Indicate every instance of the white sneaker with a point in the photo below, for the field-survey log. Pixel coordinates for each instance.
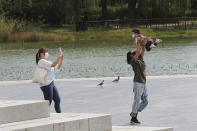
(158, 41)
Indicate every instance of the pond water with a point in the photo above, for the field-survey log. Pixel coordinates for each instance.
(98, 58)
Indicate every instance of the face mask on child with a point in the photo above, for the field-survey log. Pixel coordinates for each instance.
(133, 35)
(46, 55)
________________________
What you should do | Reproduce the entries exactly. Do not carry over any picture.

Solution for this problem |
Indicate every instance of the white sneaker with a point in the photo below, for the field-survey log. Pixel coordinates for each instance.
(158, 41)
Indicate every instance of the pond water with a point in the photo above, for the field-survey log. Pixel coordinates for each instance.
(98, 58)
Indicate every instance of the face mask on child with a point in the photo above, for the field-survey log. Pixel coordinates for each instance.
(133, 35)
(46, 55)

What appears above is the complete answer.